── Data supplied ──
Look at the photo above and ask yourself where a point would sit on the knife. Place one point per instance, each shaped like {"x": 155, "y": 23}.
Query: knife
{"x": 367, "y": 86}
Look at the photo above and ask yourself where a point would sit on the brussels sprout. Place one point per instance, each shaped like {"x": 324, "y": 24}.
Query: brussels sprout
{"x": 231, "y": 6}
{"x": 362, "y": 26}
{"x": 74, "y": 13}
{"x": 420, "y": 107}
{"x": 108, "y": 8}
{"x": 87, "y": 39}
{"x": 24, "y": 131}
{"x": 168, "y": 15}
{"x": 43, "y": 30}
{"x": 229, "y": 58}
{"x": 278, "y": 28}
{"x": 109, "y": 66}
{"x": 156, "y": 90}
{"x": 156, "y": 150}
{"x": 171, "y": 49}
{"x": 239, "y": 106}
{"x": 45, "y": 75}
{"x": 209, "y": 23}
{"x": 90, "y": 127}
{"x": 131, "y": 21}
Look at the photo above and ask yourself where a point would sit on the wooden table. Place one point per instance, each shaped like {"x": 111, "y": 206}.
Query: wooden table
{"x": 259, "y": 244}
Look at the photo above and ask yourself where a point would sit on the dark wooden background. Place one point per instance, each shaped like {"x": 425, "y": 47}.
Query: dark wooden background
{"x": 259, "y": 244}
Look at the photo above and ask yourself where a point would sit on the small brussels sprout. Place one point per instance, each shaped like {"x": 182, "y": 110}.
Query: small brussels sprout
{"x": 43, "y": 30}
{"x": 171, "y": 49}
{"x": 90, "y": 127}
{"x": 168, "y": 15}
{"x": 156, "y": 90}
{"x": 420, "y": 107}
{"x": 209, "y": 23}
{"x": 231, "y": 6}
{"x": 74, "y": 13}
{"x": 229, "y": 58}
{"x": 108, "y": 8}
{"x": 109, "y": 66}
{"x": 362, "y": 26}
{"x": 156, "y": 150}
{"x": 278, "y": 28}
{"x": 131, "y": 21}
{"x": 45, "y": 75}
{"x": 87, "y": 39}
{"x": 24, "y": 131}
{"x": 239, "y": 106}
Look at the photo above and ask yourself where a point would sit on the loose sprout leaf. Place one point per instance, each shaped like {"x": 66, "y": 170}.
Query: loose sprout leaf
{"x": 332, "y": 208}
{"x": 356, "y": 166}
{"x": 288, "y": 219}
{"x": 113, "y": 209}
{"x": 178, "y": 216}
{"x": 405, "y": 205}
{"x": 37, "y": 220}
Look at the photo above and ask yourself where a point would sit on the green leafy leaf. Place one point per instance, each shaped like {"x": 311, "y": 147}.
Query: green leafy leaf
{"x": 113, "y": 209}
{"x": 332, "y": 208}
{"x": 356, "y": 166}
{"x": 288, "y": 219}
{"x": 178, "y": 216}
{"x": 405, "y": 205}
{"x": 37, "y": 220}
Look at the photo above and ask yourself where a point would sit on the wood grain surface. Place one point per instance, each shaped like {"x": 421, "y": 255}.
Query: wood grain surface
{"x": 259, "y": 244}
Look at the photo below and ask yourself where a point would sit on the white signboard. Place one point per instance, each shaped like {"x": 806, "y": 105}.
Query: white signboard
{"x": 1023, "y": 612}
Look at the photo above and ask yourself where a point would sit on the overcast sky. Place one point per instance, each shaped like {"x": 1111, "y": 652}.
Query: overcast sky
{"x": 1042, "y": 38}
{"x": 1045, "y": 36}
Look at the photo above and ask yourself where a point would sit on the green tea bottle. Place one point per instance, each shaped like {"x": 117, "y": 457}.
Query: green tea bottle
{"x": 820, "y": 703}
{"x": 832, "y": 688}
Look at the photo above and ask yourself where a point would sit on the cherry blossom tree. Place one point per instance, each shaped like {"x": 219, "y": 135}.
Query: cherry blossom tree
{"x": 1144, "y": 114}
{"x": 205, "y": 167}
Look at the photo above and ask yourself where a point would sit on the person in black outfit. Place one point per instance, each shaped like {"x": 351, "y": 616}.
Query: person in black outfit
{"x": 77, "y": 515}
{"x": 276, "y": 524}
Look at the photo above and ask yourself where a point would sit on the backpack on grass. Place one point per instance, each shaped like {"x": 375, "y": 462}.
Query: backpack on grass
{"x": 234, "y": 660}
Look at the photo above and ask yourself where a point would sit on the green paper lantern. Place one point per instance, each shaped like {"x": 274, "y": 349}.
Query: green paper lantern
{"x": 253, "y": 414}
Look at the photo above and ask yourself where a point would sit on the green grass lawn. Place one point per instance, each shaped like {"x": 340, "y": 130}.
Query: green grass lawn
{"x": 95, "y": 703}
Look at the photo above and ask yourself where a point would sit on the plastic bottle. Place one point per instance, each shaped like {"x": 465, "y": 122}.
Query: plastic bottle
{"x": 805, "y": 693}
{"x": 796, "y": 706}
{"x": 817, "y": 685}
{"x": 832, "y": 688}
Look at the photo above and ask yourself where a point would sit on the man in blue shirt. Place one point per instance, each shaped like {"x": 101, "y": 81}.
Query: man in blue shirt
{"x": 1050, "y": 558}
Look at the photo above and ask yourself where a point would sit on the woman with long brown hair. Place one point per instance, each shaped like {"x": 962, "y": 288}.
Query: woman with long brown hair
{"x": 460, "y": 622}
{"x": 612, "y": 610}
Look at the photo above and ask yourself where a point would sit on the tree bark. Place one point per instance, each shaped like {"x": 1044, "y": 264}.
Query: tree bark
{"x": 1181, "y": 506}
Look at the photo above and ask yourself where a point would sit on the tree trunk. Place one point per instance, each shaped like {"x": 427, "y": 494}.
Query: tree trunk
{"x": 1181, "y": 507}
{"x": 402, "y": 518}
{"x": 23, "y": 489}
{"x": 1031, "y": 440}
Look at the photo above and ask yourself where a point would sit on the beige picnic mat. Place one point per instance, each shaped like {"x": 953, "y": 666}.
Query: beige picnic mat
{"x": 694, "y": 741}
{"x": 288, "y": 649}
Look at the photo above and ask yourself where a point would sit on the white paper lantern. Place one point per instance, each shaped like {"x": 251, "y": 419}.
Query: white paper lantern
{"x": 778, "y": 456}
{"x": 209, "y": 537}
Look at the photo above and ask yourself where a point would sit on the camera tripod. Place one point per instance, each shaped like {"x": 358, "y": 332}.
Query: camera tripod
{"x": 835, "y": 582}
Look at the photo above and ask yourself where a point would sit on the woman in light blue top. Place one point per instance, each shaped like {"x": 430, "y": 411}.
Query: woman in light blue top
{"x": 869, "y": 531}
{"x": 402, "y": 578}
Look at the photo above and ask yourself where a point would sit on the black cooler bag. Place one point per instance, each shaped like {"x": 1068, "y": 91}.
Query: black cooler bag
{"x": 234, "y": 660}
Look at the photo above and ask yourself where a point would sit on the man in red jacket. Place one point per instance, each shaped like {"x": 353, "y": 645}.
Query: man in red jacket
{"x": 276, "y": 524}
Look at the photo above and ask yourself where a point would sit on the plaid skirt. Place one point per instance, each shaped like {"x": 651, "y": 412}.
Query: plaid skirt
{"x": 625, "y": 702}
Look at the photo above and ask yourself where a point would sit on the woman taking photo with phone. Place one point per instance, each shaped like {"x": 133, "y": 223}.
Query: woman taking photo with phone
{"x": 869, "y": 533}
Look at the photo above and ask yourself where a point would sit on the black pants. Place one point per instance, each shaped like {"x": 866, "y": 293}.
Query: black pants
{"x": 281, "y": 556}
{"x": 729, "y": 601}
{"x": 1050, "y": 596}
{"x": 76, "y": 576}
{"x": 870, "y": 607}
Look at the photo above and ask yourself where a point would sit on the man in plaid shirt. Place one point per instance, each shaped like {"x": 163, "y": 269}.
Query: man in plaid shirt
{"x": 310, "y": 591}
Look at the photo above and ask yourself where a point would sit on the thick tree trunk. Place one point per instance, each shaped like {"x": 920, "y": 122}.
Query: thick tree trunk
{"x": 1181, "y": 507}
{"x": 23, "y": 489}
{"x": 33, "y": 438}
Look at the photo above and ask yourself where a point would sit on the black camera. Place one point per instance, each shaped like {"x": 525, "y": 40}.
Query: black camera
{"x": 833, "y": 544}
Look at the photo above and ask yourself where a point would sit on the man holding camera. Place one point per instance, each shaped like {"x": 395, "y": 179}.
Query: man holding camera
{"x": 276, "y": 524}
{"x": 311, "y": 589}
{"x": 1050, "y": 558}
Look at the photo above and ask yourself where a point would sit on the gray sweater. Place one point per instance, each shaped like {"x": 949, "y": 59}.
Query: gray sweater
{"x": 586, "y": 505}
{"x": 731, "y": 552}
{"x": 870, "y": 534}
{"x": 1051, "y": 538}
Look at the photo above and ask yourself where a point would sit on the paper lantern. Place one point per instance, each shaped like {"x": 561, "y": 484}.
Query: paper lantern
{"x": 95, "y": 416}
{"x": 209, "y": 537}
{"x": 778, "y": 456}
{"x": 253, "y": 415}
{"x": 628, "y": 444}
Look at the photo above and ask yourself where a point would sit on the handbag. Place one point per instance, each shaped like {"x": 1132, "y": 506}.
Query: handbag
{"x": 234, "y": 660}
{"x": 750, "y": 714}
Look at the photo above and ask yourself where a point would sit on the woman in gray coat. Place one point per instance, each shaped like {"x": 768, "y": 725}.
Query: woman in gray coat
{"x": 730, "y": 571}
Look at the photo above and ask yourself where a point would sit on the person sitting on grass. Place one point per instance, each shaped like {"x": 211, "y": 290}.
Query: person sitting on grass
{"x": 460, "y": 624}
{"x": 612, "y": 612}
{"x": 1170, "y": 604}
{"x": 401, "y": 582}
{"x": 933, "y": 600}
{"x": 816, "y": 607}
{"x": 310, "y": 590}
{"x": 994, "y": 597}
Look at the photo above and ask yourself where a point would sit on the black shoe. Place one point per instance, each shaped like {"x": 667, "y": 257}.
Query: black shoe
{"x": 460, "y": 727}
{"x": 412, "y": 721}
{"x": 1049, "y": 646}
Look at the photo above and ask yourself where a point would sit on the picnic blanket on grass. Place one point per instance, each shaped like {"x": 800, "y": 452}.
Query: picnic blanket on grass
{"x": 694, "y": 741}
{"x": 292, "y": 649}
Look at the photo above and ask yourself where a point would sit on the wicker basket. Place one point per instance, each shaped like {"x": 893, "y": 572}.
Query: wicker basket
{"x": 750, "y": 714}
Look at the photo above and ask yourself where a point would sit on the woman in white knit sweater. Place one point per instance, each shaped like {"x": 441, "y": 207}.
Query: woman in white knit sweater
───
- **Task objective**
Find the line containing "the black shoe.", then output it and every line after it to the end of the data, exactly.

- **Solution to this task**
Look at the photo above and ask yourself where a point would sit on the black shoe. Place one point per instance, each shaped like {"x": 667, "y": 257}.
Query: black shoe
{"x": 460, "y": 727}
{"x": 412, "y": 721}
{"x": 1049, "y": 646}
Look at the photo above and ask yourself where a point would sit on the picnic blanket on grass. Place one point per instance, each shaped like {"x": 800, "y": 452}.
Query: picnic blanket on grass
{"x": 694, "y": 741}
{"x": 292, "y": 649}
Look at the photo above and ask yourself where a point would sit on the wicker basket. Place one point per instance, each shaped like {"x": 893, "y": 572}.
Query: wicker basket
{"x": 750, "y": 714}
Look at the photo above and ask yourself where a point would sit on the woman in white knit sweater. Place one point per instance, each shaped like {"x": 441, "y": 207}.
Query: woman in white knit sweater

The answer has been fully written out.